Please state how many lines in the data below contain the word "stadium". Reply with the number alone.

** Begin Dataset excerpts **

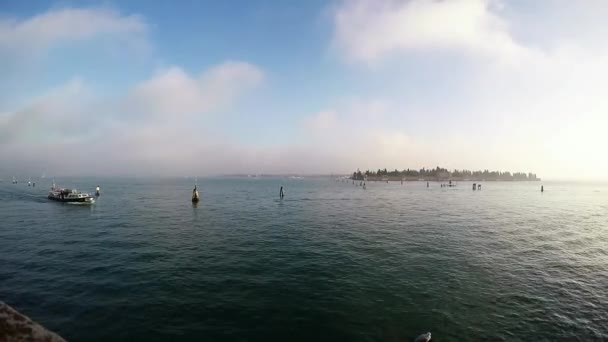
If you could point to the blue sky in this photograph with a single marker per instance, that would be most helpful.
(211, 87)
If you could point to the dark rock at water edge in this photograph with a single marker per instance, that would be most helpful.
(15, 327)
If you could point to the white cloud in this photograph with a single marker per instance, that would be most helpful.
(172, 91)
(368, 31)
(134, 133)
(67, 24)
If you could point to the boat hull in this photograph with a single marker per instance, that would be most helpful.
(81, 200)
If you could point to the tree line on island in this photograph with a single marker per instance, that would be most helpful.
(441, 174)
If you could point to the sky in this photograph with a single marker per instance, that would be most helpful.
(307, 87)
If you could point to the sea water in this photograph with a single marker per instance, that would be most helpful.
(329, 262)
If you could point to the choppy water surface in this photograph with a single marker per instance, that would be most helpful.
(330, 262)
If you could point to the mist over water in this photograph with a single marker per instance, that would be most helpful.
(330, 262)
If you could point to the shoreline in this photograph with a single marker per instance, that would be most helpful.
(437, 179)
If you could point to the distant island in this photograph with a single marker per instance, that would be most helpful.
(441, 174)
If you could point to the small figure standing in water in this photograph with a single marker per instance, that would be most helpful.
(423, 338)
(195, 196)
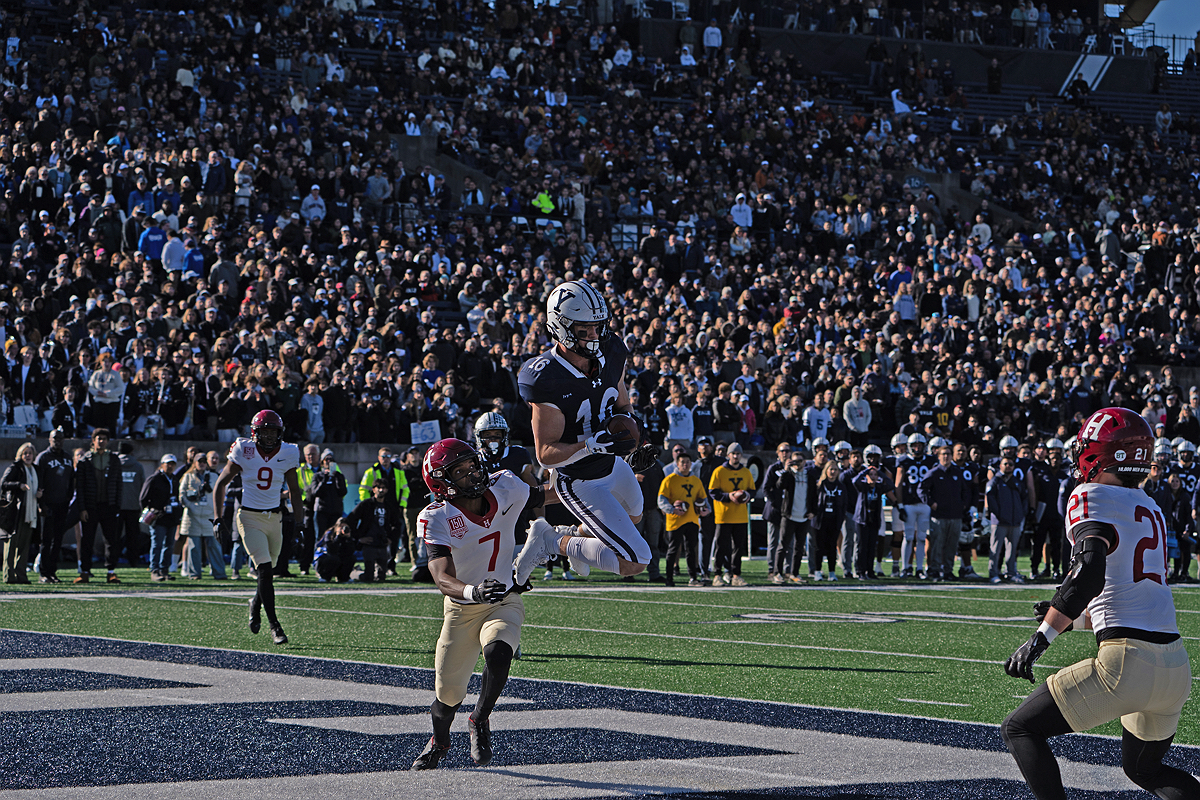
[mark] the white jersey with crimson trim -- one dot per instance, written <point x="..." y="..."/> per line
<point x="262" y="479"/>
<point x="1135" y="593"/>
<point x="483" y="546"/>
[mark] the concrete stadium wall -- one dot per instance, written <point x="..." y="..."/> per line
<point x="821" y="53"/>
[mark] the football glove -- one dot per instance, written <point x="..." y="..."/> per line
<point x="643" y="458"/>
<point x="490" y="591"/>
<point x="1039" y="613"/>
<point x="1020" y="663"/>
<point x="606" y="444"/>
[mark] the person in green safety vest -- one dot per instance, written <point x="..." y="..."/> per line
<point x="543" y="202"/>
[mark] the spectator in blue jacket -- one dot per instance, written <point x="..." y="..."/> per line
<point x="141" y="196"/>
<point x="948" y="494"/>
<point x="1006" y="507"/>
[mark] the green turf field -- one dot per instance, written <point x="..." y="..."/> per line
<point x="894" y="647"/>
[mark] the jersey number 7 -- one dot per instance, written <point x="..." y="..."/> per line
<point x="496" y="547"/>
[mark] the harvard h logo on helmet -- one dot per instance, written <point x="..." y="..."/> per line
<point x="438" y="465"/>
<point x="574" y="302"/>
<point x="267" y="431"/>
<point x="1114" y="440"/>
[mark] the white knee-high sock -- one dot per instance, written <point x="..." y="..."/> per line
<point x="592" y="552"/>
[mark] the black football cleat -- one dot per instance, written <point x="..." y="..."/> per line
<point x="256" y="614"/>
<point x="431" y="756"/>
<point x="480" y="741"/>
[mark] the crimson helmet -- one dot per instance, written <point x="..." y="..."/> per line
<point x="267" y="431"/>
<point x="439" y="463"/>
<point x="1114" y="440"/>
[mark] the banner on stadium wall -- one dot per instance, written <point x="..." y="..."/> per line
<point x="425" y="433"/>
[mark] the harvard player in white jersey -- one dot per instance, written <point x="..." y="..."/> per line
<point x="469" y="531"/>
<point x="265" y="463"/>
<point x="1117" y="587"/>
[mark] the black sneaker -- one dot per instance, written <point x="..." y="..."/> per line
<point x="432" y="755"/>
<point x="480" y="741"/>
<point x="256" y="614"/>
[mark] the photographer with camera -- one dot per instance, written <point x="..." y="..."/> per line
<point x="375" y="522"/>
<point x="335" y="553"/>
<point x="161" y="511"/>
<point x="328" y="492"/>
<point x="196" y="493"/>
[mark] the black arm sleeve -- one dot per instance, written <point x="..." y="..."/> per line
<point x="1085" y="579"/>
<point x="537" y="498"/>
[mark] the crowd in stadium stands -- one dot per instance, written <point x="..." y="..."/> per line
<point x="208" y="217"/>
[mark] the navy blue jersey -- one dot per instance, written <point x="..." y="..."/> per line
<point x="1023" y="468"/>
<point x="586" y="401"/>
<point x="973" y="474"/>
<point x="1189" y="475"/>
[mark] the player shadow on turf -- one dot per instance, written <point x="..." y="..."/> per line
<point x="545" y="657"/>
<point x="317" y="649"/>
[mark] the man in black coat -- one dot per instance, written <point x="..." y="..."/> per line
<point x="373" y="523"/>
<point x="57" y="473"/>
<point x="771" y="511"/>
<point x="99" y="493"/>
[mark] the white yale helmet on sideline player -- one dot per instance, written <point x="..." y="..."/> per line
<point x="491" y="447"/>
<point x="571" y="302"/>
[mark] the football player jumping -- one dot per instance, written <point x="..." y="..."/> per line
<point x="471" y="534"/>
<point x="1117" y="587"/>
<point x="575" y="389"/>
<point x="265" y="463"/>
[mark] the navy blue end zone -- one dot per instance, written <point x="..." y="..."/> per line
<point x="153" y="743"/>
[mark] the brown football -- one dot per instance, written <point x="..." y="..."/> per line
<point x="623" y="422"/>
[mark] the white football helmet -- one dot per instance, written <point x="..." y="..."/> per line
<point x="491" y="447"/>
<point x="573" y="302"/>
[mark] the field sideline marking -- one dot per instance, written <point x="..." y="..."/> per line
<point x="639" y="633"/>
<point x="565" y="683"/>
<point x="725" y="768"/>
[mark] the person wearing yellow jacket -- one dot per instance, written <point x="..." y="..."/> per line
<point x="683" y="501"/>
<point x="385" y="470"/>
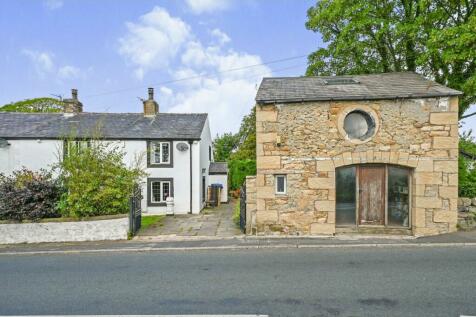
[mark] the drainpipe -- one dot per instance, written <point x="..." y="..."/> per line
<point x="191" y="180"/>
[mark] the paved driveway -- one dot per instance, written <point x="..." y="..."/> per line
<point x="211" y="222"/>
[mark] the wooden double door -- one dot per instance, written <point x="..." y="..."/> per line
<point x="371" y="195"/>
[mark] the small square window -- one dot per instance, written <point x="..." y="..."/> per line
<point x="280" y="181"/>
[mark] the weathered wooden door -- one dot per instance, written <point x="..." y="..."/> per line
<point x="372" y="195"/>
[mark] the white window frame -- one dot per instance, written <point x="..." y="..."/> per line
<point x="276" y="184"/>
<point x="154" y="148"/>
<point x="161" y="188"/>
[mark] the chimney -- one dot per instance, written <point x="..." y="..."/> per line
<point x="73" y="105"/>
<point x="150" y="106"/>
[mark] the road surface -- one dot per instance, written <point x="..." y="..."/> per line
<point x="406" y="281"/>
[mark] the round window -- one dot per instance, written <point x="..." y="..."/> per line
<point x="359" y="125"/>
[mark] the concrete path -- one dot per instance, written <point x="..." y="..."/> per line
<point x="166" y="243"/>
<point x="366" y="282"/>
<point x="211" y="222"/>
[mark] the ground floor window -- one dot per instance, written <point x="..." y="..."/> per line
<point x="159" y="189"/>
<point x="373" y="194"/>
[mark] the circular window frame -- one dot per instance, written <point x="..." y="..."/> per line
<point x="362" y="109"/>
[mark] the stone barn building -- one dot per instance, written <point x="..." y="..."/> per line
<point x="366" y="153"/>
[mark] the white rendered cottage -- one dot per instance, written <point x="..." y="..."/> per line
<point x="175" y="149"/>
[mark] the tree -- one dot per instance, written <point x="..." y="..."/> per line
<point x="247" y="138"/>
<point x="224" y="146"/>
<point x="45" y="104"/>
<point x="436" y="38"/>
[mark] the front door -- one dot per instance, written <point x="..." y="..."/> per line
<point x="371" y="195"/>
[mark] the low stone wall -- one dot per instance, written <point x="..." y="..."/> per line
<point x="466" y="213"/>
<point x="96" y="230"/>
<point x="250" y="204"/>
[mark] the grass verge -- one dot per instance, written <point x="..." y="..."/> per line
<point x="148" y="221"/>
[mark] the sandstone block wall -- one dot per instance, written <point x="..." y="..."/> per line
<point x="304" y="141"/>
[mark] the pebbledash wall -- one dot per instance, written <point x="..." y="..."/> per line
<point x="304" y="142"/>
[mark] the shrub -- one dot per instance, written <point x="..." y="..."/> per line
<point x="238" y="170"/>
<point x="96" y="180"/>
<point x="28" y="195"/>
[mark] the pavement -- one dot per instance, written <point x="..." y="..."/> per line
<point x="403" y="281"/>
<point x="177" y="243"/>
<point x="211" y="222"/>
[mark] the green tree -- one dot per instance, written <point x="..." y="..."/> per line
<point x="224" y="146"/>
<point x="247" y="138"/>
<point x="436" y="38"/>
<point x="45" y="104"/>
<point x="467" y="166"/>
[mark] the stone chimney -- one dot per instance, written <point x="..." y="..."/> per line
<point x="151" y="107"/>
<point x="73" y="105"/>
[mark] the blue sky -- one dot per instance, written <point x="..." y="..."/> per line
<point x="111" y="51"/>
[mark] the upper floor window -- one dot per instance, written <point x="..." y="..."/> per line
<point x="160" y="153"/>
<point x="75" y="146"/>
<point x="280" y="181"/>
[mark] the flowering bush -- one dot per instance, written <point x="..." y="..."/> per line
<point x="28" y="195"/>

** End Dataset excerpts **
** Begin Dataset excerpts **

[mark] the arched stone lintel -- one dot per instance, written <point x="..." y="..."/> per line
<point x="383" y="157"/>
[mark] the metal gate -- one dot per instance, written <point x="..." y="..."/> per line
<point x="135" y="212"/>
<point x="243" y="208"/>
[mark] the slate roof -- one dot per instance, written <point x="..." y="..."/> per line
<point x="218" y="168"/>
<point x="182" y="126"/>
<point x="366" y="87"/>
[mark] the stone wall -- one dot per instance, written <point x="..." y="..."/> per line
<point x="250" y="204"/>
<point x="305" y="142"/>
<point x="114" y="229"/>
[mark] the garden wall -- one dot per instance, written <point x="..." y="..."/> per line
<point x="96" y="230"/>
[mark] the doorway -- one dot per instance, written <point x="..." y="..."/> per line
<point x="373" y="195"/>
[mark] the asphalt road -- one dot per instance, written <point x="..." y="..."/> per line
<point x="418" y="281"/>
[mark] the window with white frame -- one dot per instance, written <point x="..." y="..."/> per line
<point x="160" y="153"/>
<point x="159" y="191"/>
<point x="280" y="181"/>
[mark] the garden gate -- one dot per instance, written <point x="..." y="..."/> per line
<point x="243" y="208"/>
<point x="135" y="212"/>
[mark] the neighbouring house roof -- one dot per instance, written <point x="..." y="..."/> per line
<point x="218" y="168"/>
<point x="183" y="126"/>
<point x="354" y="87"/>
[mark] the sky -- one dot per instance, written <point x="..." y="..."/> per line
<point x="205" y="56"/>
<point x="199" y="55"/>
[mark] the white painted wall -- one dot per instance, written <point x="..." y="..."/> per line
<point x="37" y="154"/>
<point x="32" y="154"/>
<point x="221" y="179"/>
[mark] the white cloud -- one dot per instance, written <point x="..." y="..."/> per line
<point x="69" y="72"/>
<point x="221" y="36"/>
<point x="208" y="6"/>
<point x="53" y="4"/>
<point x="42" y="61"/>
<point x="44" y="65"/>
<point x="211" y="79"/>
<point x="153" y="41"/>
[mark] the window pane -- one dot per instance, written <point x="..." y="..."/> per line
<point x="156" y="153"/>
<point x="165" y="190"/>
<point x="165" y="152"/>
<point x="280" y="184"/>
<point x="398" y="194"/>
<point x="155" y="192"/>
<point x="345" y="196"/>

** End Dataset excerpts **

# [Correct output]
3